[Coordinate labeling data]

---

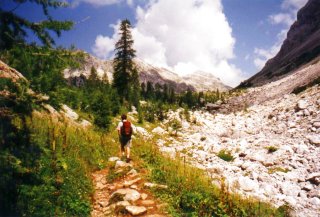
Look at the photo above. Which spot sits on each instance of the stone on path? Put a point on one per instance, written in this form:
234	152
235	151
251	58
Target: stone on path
144	196
131	182
315	140
121	164
113	159
153	185
136	210
129	194
147	202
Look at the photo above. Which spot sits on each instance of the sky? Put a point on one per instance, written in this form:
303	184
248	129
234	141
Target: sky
232	39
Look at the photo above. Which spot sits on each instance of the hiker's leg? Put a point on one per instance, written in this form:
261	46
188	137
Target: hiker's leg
128	151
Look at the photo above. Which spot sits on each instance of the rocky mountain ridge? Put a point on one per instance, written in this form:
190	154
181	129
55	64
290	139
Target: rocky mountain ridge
301	46
150	73
275	147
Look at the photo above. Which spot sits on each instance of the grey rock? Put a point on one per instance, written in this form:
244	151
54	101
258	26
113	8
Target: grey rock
121	164
136	210
316	124
315	201
247	184
314	140
301	105
128	194
153	185
113	159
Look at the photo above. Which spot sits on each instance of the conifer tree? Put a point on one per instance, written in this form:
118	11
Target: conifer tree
13	27
123	61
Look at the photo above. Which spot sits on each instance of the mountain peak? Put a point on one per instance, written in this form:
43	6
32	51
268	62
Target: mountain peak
301	46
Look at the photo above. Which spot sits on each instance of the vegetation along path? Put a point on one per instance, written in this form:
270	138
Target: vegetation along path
121	191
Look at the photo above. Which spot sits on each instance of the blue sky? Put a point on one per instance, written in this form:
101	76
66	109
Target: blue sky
230	38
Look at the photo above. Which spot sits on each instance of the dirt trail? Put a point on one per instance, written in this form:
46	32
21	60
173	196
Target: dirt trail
127	195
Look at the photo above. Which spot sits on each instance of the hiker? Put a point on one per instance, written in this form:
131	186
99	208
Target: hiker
125	130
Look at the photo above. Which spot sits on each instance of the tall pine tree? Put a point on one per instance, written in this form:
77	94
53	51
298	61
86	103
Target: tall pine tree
124	69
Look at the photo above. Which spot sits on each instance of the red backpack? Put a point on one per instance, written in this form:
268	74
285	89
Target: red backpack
126	129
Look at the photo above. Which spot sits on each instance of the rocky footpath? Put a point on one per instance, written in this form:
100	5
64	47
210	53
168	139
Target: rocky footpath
275	146
127	195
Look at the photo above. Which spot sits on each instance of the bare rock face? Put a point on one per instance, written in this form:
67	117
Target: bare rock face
199	81
301	46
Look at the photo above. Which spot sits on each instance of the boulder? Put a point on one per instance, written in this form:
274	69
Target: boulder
301	105
314	178
153	185
247	184
121	164
127	193
147	202
113	159
136	210
158	130
314	140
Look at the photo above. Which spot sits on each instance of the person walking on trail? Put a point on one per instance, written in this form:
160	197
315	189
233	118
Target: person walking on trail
125	130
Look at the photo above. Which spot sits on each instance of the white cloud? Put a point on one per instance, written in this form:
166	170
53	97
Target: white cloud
104	45
293	4
281	18
98	3
187	36
130	2
184	36
286	18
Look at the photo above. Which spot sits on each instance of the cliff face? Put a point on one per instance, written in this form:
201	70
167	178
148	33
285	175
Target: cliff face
301	46
199	81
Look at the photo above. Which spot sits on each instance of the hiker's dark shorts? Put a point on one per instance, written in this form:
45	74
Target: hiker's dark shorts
125	143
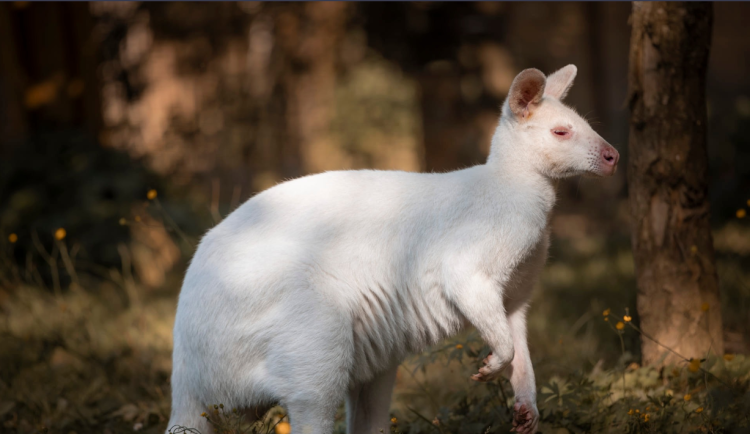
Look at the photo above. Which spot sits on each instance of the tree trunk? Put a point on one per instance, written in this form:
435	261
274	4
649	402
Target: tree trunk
678	292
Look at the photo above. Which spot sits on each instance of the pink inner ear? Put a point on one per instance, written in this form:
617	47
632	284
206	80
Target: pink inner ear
527	89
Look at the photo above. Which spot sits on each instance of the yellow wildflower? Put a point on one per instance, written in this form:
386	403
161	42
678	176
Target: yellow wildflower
283	428
60	234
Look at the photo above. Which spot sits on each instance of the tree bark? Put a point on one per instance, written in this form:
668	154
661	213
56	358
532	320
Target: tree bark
678	292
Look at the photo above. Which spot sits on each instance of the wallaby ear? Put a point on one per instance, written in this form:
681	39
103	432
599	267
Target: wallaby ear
526	92
558	84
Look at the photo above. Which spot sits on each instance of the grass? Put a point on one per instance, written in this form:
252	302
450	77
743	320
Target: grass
95	356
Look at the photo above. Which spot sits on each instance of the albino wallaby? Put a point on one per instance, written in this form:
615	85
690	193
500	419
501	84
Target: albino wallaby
315	290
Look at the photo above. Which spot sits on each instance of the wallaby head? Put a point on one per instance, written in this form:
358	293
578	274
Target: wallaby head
545	133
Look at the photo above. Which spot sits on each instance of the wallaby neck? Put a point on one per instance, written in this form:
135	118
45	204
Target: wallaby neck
510	164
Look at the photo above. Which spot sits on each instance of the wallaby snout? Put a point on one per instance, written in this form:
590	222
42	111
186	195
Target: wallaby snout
609	159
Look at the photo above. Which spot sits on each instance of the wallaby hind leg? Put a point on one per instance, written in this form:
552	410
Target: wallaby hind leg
368	405
186	413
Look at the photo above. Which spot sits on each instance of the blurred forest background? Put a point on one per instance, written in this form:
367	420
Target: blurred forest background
135	127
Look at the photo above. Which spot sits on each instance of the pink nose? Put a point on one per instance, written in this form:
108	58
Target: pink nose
610	156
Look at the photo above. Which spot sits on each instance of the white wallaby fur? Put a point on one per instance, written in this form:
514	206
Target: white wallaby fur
315	290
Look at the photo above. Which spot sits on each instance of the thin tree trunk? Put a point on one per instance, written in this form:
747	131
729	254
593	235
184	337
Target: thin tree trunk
678	292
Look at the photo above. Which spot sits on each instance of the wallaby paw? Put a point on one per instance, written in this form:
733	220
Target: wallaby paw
525	418
492	368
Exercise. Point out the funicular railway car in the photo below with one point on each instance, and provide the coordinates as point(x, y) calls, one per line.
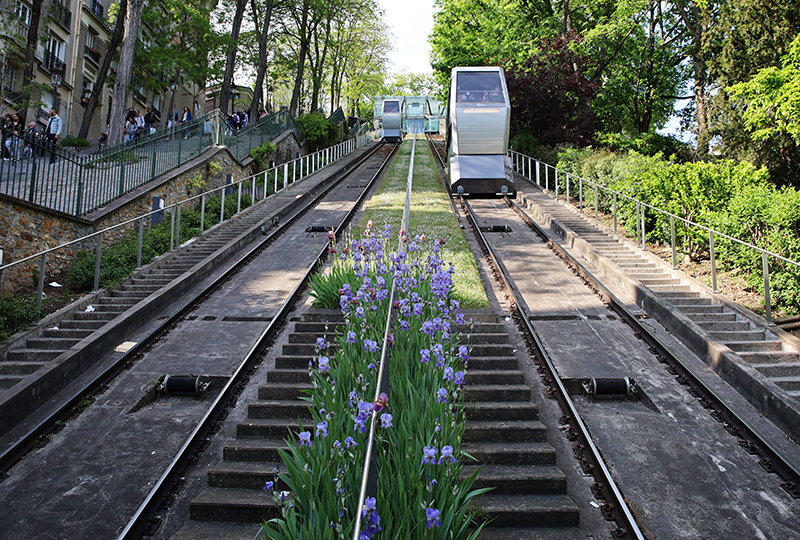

---

# TASK GOAL
Pull out every line of the items that contains the string "ridge". Case counts.

# REPLY TO THE EXERCISE
Look at the photo above. Which spot sits on each instance of the rocky mountain ridge? Put a point on one per instance, written in this form:
Target: rocky mountain ridge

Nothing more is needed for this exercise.